Information supplied start

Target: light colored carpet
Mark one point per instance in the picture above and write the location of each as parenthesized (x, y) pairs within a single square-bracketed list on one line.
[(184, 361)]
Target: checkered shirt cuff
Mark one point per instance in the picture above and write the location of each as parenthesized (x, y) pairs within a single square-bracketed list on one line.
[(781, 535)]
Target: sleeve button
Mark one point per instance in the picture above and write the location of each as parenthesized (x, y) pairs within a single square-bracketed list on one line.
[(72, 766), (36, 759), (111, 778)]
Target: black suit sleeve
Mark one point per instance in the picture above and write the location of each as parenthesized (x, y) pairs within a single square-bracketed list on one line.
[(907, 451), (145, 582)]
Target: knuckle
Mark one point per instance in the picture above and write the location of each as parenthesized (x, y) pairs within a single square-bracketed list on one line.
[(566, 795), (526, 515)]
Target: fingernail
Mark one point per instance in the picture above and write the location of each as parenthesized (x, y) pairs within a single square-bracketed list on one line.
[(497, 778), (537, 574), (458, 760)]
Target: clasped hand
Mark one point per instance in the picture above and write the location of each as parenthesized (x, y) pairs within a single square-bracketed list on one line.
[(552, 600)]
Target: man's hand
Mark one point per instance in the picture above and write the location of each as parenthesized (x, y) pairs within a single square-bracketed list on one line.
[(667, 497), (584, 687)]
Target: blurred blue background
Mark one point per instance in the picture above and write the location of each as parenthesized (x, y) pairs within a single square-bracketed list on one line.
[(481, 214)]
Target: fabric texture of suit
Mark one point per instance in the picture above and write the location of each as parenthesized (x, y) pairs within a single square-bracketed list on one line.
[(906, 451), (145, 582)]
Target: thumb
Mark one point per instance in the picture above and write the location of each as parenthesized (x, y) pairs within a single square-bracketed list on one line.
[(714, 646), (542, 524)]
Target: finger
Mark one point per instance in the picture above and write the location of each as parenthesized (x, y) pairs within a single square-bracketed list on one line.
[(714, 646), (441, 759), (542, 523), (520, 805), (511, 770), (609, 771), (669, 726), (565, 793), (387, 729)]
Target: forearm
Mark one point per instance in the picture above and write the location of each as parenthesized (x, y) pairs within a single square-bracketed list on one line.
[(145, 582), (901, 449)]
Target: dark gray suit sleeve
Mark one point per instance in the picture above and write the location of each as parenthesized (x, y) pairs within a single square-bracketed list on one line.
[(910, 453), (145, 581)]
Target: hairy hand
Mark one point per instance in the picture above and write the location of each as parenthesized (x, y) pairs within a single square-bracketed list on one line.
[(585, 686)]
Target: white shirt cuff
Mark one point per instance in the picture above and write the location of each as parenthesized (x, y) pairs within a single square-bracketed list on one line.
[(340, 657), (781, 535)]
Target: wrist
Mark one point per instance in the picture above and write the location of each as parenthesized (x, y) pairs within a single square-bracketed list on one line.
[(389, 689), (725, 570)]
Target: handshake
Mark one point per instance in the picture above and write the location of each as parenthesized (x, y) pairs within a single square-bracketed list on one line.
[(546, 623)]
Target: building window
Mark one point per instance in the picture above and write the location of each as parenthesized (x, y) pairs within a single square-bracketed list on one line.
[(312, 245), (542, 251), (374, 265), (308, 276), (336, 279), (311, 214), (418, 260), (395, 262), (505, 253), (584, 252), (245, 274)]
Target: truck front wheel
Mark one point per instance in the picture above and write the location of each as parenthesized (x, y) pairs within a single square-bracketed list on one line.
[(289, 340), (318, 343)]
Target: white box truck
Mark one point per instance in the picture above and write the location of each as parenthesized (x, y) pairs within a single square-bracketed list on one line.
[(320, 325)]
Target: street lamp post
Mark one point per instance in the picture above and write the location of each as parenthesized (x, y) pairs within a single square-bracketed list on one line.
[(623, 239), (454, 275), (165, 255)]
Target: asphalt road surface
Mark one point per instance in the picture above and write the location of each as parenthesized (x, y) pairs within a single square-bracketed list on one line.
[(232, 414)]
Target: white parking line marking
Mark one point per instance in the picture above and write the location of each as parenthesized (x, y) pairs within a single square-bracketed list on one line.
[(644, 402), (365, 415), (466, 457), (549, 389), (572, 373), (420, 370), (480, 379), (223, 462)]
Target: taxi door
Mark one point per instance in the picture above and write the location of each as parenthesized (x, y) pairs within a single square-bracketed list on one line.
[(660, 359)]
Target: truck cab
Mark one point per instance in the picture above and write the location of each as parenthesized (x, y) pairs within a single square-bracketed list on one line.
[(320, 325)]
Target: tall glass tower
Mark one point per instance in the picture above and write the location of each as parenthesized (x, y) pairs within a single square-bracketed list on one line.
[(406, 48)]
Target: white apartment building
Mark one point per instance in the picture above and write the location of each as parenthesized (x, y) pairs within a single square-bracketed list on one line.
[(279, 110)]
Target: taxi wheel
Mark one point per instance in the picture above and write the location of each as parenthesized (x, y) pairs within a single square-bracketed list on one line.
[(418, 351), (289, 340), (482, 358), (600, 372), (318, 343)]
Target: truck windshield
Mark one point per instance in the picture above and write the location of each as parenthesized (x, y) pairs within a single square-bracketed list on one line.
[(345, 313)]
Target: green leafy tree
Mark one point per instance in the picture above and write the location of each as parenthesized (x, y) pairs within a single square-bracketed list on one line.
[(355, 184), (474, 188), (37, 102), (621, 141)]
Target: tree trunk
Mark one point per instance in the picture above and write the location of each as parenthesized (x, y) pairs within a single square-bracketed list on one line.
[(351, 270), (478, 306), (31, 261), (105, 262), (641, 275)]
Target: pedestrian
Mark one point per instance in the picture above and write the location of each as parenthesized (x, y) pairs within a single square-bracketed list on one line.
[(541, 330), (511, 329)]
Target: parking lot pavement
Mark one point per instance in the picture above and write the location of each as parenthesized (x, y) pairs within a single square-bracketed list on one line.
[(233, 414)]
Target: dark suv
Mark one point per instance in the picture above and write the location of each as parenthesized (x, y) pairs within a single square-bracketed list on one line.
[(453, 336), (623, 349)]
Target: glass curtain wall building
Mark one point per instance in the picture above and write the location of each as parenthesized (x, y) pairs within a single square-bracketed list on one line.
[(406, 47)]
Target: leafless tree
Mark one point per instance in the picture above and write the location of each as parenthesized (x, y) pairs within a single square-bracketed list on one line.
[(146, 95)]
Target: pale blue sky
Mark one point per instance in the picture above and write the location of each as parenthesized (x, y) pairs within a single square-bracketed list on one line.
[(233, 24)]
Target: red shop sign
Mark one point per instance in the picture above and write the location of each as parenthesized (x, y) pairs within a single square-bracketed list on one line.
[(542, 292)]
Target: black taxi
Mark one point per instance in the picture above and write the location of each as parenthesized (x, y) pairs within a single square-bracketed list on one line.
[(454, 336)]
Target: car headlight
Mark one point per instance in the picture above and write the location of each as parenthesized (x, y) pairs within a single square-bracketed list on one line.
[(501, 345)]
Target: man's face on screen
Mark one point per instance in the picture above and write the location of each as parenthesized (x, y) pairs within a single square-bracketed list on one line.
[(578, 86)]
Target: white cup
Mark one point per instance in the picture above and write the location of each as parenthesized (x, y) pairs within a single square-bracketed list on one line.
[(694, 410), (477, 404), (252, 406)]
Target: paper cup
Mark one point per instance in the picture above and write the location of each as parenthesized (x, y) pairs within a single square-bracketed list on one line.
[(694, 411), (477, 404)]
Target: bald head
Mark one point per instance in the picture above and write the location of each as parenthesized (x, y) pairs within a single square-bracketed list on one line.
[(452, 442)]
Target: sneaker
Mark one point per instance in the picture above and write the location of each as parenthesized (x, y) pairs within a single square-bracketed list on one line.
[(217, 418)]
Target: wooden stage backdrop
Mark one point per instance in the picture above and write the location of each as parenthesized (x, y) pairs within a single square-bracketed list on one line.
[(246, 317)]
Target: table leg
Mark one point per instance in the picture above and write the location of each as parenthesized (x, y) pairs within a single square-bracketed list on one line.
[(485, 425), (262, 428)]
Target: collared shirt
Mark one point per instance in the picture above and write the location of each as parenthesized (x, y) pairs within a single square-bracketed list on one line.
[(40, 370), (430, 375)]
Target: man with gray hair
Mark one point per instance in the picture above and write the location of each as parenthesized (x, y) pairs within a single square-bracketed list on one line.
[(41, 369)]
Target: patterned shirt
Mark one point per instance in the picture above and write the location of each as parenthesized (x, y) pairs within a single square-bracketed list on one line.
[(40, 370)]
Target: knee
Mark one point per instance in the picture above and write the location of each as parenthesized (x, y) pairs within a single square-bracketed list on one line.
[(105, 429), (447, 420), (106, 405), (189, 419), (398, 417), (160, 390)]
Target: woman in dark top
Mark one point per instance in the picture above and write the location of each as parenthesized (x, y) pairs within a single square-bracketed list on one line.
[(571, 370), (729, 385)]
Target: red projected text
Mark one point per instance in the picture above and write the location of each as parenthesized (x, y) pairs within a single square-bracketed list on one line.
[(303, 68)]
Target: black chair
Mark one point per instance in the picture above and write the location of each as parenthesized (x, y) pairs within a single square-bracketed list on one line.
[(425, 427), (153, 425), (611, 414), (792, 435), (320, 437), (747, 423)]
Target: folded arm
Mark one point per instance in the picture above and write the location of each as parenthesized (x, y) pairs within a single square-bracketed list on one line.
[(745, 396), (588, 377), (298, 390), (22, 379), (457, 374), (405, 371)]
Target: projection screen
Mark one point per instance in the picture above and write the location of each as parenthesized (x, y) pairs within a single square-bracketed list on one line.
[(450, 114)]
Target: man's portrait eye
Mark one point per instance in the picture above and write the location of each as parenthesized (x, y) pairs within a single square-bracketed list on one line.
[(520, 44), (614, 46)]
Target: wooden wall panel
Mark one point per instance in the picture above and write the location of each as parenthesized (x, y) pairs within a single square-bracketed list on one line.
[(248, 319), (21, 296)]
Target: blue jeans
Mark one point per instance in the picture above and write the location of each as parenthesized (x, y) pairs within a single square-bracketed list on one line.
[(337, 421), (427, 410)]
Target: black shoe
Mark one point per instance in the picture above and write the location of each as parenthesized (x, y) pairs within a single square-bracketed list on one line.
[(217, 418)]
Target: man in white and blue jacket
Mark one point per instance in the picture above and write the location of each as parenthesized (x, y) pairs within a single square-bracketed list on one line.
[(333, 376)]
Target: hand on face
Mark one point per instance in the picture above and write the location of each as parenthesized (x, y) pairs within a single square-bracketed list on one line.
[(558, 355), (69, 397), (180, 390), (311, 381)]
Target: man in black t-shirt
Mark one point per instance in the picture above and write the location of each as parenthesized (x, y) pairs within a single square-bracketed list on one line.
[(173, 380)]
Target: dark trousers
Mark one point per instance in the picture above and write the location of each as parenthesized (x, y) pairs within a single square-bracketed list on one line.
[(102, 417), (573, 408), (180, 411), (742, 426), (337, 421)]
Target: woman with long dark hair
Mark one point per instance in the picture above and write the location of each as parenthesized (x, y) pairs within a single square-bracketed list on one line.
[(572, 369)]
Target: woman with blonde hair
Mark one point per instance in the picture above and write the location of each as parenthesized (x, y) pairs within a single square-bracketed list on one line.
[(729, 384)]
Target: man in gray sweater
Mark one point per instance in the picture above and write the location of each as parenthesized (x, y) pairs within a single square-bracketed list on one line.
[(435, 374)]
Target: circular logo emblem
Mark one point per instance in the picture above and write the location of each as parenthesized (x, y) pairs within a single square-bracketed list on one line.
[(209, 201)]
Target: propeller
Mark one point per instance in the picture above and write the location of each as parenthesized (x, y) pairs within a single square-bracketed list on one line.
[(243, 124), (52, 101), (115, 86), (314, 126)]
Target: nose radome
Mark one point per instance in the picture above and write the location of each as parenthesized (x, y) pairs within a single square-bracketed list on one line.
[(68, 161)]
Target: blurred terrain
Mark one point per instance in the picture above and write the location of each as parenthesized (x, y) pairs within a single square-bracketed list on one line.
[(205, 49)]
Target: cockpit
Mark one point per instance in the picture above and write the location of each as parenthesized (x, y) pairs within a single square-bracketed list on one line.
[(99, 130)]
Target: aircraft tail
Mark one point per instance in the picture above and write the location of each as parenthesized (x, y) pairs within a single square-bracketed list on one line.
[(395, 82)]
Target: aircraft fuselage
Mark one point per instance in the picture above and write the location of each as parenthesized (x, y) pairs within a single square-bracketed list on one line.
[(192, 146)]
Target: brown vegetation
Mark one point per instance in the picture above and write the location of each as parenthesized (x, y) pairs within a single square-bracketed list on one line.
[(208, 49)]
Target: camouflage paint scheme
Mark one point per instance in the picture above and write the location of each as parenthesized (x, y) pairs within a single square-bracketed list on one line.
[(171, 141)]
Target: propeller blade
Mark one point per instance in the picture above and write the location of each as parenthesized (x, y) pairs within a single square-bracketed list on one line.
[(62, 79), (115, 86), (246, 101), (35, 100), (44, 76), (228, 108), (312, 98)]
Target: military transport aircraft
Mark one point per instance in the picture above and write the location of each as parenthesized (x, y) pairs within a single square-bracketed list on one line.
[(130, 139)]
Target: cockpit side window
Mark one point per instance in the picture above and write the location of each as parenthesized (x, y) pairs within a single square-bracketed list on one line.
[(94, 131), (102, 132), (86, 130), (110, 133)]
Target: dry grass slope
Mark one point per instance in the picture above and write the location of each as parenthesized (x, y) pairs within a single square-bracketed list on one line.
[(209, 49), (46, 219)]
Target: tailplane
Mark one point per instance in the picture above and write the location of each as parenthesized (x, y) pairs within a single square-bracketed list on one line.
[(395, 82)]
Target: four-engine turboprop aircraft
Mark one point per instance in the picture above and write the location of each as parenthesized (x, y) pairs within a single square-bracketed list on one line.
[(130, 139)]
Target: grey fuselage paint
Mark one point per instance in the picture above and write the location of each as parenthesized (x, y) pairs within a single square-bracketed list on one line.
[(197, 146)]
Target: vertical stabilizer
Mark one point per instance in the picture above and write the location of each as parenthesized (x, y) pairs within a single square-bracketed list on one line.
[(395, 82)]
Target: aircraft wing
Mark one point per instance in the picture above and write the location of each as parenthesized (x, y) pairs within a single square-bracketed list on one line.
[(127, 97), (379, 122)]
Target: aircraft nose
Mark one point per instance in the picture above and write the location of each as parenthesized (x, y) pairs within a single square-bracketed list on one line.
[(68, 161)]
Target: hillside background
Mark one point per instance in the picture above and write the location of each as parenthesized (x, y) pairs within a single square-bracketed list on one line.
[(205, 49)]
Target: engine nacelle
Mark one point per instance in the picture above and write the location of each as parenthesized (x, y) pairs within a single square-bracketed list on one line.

Information supplied end

__What the task asks__.
Rewrite the stretch of the material from its first line through the line containing "[(184, 361)]" as a numbered list, leaving out any blank lines.

__Final result__.
1. Target: light colored carpet
2. Mark one point per instance in the picture above and write the location of each as parenthesized (x, y) pairs within a single square-bracketed list on one line.
3. [(184, 361)]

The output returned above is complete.